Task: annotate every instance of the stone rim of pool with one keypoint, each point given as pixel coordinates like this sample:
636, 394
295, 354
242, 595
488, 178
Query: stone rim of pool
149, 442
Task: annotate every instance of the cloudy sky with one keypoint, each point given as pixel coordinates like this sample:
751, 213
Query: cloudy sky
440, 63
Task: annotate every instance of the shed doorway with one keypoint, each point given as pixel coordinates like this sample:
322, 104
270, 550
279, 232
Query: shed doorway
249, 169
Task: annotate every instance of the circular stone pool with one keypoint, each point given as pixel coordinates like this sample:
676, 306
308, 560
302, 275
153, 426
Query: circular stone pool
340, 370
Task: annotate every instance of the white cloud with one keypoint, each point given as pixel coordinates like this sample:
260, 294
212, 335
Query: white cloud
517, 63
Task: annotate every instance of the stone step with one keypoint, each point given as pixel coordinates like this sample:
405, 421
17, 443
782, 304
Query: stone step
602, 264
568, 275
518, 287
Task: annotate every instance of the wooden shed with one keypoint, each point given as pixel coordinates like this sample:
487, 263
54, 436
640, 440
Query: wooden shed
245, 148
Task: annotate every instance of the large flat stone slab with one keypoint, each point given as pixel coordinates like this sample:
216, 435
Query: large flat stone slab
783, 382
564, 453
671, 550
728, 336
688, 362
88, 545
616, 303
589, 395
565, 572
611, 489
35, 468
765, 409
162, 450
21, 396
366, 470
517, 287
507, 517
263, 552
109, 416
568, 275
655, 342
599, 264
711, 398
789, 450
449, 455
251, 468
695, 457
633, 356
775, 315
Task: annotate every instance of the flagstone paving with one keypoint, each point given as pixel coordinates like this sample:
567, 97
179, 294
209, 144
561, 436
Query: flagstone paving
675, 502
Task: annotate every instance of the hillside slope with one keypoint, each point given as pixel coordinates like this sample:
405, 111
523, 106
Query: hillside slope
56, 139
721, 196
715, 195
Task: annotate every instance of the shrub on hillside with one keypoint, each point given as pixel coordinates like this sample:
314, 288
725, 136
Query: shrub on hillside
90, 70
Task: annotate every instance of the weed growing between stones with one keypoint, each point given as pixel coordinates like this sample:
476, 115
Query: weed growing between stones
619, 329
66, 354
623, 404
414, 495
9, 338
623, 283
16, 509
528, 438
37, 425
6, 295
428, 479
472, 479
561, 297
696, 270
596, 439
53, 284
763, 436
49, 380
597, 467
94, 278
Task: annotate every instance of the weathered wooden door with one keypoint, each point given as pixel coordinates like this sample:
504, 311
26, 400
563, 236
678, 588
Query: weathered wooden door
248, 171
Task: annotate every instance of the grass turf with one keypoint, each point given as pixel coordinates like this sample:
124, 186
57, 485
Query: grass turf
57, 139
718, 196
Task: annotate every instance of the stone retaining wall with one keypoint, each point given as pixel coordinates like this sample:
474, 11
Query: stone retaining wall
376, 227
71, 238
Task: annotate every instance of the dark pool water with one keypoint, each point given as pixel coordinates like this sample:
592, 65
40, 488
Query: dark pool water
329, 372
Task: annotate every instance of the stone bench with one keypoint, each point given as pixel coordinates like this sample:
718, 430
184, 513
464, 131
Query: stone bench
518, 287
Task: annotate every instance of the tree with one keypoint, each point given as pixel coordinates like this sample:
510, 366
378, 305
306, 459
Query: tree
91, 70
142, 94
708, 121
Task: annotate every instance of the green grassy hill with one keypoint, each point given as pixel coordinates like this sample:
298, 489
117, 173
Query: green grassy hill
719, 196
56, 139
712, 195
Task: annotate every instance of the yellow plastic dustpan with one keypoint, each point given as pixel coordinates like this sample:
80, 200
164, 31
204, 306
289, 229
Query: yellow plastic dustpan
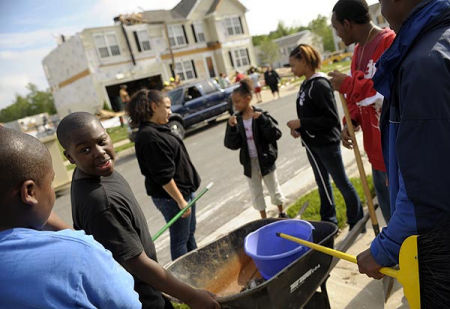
407, 275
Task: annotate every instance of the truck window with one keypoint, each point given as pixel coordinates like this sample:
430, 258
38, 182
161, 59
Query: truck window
176, 96
192, 93
208, 86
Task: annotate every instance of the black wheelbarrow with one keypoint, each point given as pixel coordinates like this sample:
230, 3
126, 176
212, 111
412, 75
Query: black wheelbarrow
223, 268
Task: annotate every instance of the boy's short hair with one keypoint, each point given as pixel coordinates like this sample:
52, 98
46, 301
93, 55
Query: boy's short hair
22, 157
71, 123
307, 53
356, 11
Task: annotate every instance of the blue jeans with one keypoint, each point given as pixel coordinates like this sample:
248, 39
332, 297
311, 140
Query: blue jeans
382, 191
182, 238
329, 162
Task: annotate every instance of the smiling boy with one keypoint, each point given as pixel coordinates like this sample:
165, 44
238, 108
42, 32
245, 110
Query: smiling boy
104, 206
43, 269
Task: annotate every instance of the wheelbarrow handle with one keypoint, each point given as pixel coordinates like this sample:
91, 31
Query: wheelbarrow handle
388, 271
181, 212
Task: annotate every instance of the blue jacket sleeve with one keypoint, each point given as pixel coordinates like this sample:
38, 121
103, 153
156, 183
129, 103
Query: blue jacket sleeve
104, 282
386, 246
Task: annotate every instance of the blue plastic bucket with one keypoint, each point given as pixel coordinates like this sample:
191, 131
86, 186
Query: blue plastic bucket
272, 253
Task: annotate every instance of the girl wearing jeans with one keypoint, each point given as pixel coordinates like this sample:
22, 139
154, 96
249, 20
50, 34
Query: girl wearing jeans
319, 128
255, 133
170, 176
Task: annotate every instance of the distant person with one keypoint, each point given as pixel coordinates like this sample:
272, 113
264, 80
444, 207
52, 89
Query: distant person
124, 94
318, 126
272, 79
170, 177
351, 20
224, 81
238, 77
104, 205
43, 269
254, 77
255, 133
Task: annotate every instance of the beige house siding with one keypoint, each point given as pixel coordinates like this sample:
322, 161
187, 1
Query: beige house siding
79, 76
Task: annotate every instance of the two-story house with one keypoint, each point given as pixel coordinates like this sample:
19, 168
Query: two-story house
197, 39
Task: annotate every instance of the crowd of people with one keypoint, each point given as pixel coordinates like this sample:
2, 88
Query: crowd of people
397, 93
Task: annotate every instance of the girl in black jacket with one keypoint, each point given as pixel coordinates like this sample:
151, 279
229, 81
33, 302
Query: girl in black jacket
170, 177
319, 128
255, 133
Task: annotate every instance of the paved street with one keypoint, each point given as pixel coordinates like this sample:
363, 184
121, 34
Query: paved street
230, 195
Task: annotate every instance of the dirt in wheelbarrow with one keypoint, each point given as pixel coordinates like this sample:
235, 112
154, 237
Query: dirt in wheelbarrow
234, 276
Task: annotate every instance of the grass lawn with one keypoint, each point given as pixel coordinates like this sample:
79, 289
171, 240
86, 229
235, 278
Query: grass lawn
312, 212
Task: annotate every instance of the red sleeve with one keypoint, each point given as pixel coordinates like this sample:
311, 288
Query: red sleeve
352, 108
356, 87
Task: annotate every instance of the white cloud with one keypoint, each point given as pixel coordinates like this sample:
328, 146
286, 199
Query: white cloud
23, 40
18, 69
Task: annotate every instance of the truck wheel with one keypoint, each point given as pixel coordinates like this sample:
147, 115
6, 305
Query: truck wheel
177, 128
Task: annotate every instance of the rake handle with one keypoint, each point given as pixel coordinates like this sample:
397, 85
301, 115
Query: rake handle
362, 172
388, 271
181, 212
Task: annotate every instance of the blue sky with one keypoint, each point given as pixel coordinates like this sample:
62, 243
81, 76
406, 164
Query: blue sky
30, 27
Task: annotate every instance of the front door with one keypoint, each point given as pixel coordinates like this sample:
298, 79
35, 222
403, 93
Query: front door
210, 64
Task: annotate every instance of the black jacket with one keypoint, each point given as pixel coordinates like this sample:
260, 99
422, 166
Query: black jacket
316, 109
265, 135
163, 156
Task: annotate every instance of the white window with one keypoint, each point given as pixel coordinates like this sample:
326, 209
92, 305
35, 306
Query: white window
233, 25
185, 70
199, 32
176, 36
106, 44
241, 57
144, 40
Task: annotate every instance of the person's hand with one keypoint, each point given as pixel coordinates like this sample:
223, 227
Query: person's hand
203, 300
337, 78
232, 121
347, 141
294, 133
256, 115
294, 124
367, 265
182, 204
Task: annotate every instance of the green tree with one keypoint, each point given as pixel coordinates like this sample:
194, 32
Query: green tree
35, 102
270, 52
321, 27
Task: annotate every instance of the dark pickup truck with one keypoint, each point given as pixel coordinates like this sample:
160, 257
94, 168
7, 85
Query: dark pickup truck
193, 103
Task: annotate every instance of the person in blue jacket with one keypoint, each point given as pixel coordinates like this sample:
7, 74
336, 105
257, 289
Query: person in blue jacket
414, 78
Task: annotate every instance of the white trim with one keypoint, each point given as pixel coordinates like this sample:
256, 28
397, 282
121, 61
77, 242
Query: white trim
138, 32
232, 20
170, 28
107, 45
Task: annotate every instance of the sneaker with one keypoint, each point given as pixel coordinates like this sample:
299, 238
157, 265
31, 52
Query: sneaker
282, 215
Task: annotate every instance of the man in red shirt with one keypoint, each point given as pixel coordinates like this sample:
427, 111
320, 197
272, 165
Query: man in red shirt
352, 23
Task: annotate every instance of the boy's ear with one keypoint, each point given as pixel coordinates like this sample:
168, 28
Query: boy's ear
67, 155
28, 192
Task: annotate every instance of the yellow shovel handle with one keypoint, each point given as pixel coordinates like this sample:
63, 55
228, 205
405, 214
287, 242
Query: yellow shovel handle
388, 271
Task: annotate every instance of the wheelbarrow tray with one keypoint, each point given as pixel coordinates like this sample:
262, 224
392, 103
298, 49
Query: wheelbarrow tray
223, 268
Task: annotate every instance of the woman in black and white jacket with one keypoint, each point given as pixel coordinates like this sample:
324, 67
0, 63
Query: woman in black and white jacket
319, 128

▬▬▬

OBJECTIVE: Put the lines starting at the one containing "Task: annotate every instance of the boy's ear" and ending at the last line above into a JSON list of strings, one string per line, leaving out any blank lines.

RESULT OF THIS EXERCISE:
[
  "Task: annotate every instance of the boy's ear with one keypoint, each point given as pixel coordinates like this sample:",
  "168, 28",
  "Query: boy's ear",
  "67, 155",
  "28, 192",
  "Task: annotate every instance of the yellow shovel handle with one keypoint, each point given as pixel coordinates like this sample:",
  "63, 55",
  "228, 205",
  "405, 214",
  "287, 242",
  "Query: yellow shovel handle",
  "388, 271",
  "Task: annotate every instance of the wheelbarrow tray with one keypoint, each point given as pixel coordinates like this sample:",
  "262, 224",
  "392, 103",
  "298, 49",
  "Query: wheelbarrow tray",
  "223, 268",
  "Task: annotate every instance of the woman in black and white jacket with one keypoint, each point given as pixel coordinates like this sample:",
  "324, 67",
  "0, 63",
  "Query: woman in black and white jacket",
  "319, 128"
]